__Photo-based referring expression data__
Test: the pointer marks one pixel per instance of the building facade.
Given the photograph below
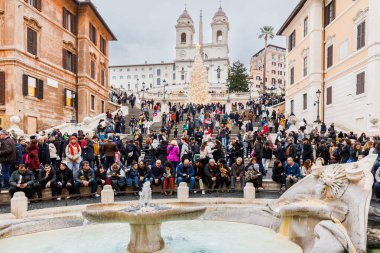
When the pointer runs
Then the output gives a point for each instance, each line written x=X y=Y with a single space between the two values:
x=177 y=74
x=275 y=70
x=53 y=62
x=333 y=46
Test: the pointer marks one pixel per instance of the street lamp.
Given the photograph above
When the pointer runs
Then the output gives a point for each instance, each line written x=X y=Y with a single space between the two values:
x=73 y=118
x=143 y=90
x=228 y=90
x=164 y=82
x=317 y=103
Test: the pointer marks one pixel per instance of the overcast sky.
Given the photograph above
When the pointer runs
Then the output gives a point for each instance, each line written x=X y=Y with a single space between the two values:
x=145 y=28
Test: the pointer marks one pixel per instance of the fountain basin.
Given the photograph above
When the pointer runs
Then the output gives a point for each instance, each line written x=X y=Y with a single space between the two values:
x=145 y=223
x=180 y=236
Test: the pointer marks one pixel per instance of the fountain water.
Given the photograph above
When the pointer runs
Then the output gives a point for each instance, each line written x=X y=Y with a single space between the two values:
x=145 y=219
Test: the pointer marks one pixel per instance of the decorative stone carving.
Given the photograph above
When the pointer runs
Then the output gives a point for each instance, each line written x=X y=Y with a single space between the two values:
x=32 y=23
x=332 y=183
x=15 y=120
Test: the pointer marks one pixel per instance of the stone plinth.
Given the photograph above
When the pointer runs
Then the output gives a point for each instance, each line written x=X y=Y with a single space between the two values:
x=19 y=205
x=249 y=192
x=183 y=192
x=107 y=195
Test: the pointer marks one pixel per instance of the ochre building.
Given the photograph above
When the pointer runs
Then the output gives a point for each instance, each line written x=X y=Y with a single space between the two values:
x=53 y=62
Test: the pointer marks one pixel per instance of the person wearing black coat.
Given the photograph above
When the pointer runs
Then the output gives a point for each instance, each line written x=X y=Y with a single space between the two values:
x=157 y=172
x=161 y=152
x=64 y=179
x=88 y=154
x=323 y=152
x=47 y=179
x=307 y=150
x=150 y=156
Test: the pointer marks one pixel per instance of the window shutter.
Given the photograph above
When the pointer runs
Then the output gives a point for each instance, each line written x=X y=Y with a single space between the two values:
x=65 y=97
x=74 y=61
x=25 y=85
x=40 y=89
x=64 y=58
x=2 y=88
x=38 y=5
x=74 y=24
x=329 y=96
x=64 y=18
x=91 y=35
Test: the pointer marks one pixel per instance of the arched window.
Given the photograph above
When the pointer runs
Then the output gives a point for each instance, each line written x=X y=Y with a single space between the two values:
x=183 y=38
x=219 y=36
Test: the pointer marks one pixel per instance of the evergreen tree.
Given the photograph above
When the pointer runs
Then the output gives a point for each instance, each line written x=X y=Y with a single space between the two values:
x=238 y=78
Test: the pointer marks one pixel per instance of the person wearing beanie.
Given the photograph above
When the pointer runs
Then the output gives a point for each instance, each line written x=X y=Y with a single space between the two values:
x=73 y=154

__What this task involves__
Every line above is to be written out unchanged, with the pictures omitted.

__Response__
Test: the pointer marks one pixel per instance of the building facade.
Given the photograph below
When the pointer runs
Then the output gives a point for each instance, each line written x=X y=Y with a single space between the two values:
x=177 y=74
x=275 y=70
x=53 y=62
x=333 y=46
Test: the pointer marks one pixel per instance of the street lamp.
Given the photograph above
When the pointer runs
Then the output gives a point for each instance, each line written x=X y=Y with a single space between the two values:
x=73 y=118
x=143 y=90
x=228 y=90
x=164 y=82
x=317 y=103
Test: the pointer marks one pixel per instance of the overcast sky.
Given the photograph above
When the pointer runs
Then the output gives a point for each instance, each line written x=X y=Y with a single space between the two values:
x=145 y=28
Test: the pointer marks one pixel per instance of the fountain basin.
Given the photograph above
When the pointer runs
Then the output gives a point for each instance, each line written x=X y=Y with a single space between the two values:
x=145 y=223
x=180 y=236
Test: the pointer marks one pixel per instance of the fountain water.
Given the photograph above
When the pointer runs
Then the output gives a point for each instance, each line written x=X y=Y with a single space between the two values:
x=145 y=219
Test: the pointer marks one pixel per instance of the decorative stone carving.
Given the photograph above
When the pointer runs
Then the output gives a point for each instance, each line written x=X y=Y with a single space between the two values:
x=32 y=23
x=332 y=183
x=15 y=120
Test: the pointer marks one pixel per instance of the stone plinth.
Given the photograph above
When the pointer runs
Then the output gives a point for each instance, each line written x=X y=Y with a single space between the two values:
x=19 y=205
x=249 y=192
x=183 y=192
x=107 y=195
Test: the pointer marks one pixel per instance of the ochre building.
Given the photograph above
When the pointer runs
Then the output gives a point for each instance, each line written x=X y=Y with a single space between the two values:
x=53 y=62
Test: the pointer marks one pixel per instance of the person wearing black coat.
Given the photograph above
When the pointer runs
Then the output gives a point for each instance, each line written x=X y=Y with a single space between the two values:
x=157 y=172
x=161 y=152
x=64 y=179
x=88 y=154
x=323 y=152
x=47 y=179
x=307 y=150
x=150 y=156
Test: the pointer marks one pixel per instance of the window shutter.
Given the photograph above
When the pointer runs
Then the output gives a point for each instance, each line written x=X y=Y with a single space between the two values:
x=65 y=97
x=74 y=61
x=25 y=85
x=40 y=89
x=64 y=58
x=2 y=88
x=38 y=5
x=74 y=24
x=329 y=96
x=64 y=18
x=91 y=35
Test: the pointer marks one pixel per instance of the arched window.
Given the photograph above
When the pointer runs
Then the output gives a point for each instance, each line written x=X y=Y with a single space between the two values:
x=183 y=38
x=219 y=36
Test: the pointer marks one pixel per instance of the evergreen tree.
Given the photograph above
When the pointer runs
Then the output gives a point for each instance, each line written x=X y=Y with a single space between the two values:
x=238 y=78
Test: the pointer marks one pixel per instance of the person wearing beanie.
Given the photograph above
When the pointer runs
Then the output gives a point for each instance, each line written x=X y=Y with a single space between the two values:
x=73 y=154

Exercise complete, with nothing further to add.